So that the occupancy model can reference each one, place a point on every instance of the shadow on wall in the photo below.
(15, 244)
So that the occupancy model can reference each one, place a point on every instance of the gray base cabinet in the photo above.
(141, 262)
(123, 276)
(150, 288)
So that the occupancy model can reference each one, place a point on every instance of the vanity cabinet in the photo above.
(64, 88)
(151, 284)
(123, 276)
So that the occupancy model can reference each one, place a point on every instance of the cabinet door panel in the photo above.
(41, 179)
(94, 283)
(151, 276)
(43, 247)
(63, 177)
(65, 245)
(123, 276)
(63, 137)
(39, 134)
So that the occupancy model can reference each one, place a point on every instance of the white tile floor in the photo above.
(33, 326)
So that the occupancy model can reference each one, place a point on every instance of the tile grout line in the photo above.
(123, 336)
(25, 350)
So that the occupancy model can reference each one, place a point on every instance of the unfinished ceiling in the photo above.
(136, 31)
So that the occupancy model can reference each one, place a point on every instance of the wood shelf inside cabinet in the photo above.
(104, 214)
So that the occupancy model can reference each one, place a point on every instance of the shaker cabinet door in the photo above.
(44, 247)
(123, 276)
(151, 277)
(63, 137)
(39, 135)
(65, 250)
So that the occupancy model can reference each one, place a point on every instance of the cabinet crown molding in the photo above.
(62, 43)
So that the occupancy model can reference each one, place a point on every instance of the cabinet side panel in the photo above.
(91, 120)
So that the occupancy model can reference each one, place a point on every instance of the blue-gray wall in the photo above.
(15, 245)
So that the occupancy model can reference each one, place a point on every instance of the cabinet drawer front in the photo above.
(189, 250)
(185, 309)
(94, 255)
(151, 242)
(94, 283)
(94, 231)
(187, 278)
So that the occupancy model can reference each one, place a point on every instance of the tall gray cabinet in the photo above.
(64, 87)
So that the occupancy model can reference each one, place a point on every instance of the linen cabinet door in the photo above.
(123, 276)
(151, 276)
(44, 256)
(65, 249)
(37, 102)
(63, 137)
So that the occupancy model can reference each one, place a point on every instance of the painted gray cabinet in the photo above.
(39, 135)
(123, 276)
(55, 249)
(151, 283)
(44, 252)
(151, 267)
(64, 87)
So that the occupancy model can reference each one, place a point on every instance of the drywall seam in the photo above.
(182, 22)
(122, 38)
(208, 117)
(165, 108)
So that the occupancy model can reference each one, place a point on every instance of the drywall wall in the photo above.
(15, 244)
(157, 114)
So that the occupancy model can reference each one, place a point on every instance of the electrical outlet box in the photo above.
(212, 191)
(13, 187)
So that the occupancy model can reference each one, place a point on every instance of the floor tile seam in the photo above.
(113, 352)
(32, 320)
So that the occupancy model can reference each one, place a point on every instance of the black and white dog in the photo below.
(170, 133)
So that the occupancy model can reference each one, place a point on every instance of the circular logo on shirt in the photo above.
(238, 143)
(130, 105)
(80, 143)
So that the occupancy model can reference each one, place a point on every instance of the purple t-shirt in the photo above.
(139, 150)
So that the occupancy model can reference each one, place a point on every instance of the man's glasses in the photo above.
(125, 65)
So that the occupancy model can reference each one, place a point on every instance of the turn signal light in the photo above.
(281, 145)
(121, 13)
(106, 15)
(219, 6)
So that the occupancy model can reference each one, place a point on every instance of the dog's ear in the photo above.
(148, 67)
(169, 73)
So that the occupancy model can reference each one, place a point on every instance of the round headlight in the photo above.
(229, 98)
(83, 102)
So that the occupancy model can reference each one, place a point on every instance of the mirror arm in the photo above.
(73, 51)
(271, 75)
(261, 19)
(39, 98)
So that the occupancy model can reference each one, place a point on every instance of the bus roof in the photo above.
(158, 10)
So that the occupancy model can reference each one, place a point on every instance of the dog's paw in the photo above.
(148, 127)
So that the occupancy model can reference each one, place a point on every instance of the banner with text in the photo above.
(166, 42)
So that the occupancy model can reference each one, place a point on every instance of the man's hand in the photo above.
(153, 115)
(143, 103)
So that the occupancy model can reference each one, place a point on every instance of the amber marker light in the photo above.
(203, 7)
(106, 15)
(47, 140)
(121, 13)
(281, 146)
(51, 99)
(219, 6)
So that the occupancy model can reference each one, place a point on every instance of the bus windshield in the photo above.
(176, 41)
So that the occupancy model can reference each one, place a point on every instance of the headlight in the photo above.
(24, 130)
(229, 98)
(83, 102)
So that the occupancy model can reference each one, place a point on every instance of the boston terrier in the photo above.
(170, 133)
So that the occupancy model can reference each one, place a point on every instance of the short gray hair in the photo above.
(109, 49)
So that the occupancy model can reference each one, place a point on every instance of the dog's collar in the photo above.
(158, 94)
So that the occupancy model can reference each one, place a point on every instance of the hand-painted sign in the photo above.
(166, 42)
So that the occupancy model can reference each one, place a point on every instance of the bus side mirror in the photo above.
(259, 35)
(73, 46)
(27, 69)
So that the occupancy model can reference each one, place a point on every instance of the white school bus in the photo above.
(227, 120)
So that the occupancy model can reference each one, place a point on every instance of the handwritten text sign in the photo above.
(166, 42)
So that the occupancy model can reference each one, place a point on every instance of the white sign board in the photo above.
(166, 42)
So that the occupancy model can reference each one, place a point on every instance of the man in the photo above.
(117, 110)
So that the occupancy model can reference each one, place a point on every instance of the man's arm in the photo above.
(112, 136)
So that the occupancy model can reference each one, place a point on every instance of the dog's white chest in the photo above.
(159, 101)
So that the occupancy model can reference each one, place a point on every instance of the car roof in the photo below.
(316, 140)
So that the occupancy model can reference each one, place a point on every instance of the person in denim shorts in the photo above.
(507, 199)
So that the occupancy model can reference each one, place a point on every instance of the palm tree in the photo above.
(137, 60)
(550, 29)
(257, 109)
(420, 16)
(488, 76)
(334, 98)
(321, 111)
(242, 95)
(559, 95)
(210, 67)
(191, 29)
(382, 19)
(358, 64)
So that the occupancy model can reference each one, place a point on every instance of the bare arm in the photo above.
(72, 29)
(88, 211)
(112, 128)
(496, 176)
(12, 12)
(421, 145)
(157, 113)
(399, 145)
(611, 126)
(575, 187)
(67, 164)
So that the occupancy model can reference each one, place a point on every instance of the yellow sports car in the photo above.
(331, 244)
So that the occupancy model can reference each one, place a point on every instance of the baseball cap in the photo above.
==*==
** Work instructions **
Give the complete listing a second time, exactly as it reads.

** Output below **
So that the occupancy model can reference each one, place a point on every instance of the shadow on wall in the photo below.
(15, 244)
So that the occupancy model can reference each one, place a point on every instance of the gray base cabinet in the photo above.
(141, 262)
(123, 276)
(150, 288)
So that the occupancy model can reference each one, place a point on every instance of the vanity cabinet in the photo above.
(64, 88)
(151, 284)
(123, 276)
So that the occupancy model can reference each one, place a point on every instance of the cabinet door panel in the photo above.
(41, 179)
(94, 283)
(151, 276)
(43, 247)
(63, 177)
(65, 245)
(123, 276)
(63, 137)
(39, 134)
So that the occupancy model can reference each one, place a point on every instance of the white tile floor in the photo above.
(33, 326)
So that the occupancy model can reference each one, place a point on every instance of the tile grout line in the photo above.
(123, 336)
(25, 350)
So that the occupancy model can reference each one, place a point on every instance of the unfinished ceiling in the photo above.
(136, 31)
So that the occupancy model can reference each one, place a point on every instance of the wood shelf inside cabinet in the photo above.
(104, 214)
So that the occupancy model can reference each one, place a point on every instance of the shaker cabinet door in the photo above.
(44, 247)
(123, 276)
(151, 277)
(63, 137)
(39, 135)
(65, 250)
So that the occupancy model can reference each one, place a point on every instance of the cabinet crown molding in the photo above.
(62, 43)
So that the occupancy model can reference each one, place a point on every instance of the cabinet side panel in the photo above.
(91, 120)
So that the occupancy model can reference each one, place a point on every instance of the blue-gray wall in the photo above.
(15, 245)
So that the occupancy model can reference each one, place a point on every instance of the cabinet drawer front in the photo above.
(189, 250)
(185, 309)
(94, 255)
(151, 242)
(94, 283)
(94, 231)
(187, 278)
So that the occupancy model can reference each one, place a point on every instance of the tall gray cabinet in the photo above.
(64, 87)
So that the occupancy model can reference each one, place a point on every instance of the linen cabinet door in the photo above.
(123, 276)
(151, 276)
(44, 256)
(65, 249)
(37, 102)
(63, 137)
So that the occupancy model can reference each one, place a point on every instance of the painted gray cabinet in the photo above.
(39, 135)
(123, 276)
(55, 249)
(151, 283)
(44, 252)
(151, 267)
(64, 87)
So that the occupancy model can reference each one, place a point on every instance of the drywall seam in the photo above.
(182, 22)
(122, 38)
(208, 117)
(165, 108)
So that the occupancy model can reference each one, place a point on every instance of the drywall wall in the photo above.
(15, 244)
(157, 114)
So that the occupancy model can reference each one, place a point on every instance of the electrical outlet box in the photo above.
(212, 191)
(13, 187)
So that the occupancy model can reference each one, place a point on every instance of the floor tile seam in the photo above.
(113, 352)
(32, 320)
So that the occupancy model can reference each one, place a point on every instance of the black and white dog in the photo below.
(170, 133)
So that the occupancy model can reference each one, place a point on every instance of the circular logo on shirt in the photo above.
(238, 143)
(130, 105)
(80, 143)
So that the occupancy model can reference each one, place a point on every instance of the purple t-shirt in the photo above.
(139, 150)
So that the occupancy model can reference each one, place a point on every instance of the man's glasses in the photo above.
(125, 65)
So that the occupancy model can reference each one, place a point on every instance of the turn signal light in the photo above.
(281, 145)
(121, 13)
(106, 15)
(219, 6)
So that the occupancy model can reference each one, place a point on every instance of the dog's ear in the photo above.
(148, 67)
(169, 73)
So that the occupancy model can reference each one, place a point on every instance of the round headlight in the photo above.
(229, 98)
(83, 102)
So that the occupancy model can reference each one, place a point on every instance of the mirror arm in the photo above.
(73, 51)
(271, 75)
(261, 19)
(39, 98)
So that the occupancy model can reference each one, place a point on every instance of the bus roof in the photo above.
(158, 10)
So that the occupancy model can reference each one, place a point on every instance of the dog's paw in the photo above.
(148, 127)
So that the occupancy model can reference each one, place a point on every instance of the banner with text in the photo above.
(166, 42)
So that the occupancy model can reference each one, place a point on every instance of the man's hand in the photo above.
(153, 115)
(143, 103)
So that the occupancy model can reference each one, place a point on every instance of the amber marker light in the photo above.
(203, 7)
(106, 15)
(47, 140)
(121, 13)
(281, 146)
(51, 99)
(219, 6)
So that the occupancy model can reference each one, place a point on every instance of the bus windshield in the photo above.
(176, 41)
So that the occupancy model can reference each one, place a point on every instance of the headlight in the photo above.
(24, 130)
(229, 98)
(83, 102)
So that the occupancy model can reference each one, place a point on every instance of the boston terrier in the photo above.
(170, 133)
So that the occupancy model can reference each one, place a point on every instance of the short gray hair in the photo above.
(109, 49)
So that the occupancy model can reference each one, place a point on every instance of the dog's collar in the photo above.
(158, 94)
So that the occupancy model can reference each one, place a point on every instance of the hand-painted sign in the photo above.
(166, 42)
So that the occupancy model can reference each one, place a point on every instance of the bus side mirror in the photo above.
(259, 35)
(73, 46)
(27, 69)
So that the occupancy model can reference each one, place a point on every instance of the white school bus in the photo above.
(227, 120)
So that the occupancy model can reference each one, place a point on every instance of the handwritten text sign in the photo above.
(166, 42)
So that the occupancy model can reference each one, place a point on every instance of the white sign board in the photo above.
(166, 42)
So that the occupancy model can reference each one, place a point on every instance of the man in the photo above.
(117, 110)
So that the occupancy model can reference each one, place a point on every instance of the man's arm in the photo above.
(112, 136)
So that the occupancy model can reference each one, place a point on every instance of the dog's white chest in the photo above.
(159, 101)
So that the occupancy model can reference each one, place a point on every instance of the car roof in the photo below.
(316, 140)
So that the occupancy model can reference each one, place a point on every instance of the person in denim shorts in the photo above.
(507, 199)
So that the occupancy model can reference each one, place a point on every instance of the palm tree in the photo above.
(137, 60)
(550, 29)
(257, 109)
(420, 16)
(488, 76)
(334, 98)
(321, 111)
(242, 95)
(559, 95)
(210, 67)
(191, 29)
(382, 19)
(358, 64)
So that the occupancy model can reference each one, place a point on every instance of the bare arm in the photo above.
(72, 29)
(88, 211)
(112, 128)
(496, 176)
(12, 12)
(421, 145)
(157, 113)
(399, 145)
(611, 126)
(575, 187)
(67, 164)
So that the occupancy model can reference each one, place a point on every instance of the yellow sports car in the photo above.
(331, 244)
So that the occupancy model can reference each one, place a point on every instance of the baseball cap in the photo above.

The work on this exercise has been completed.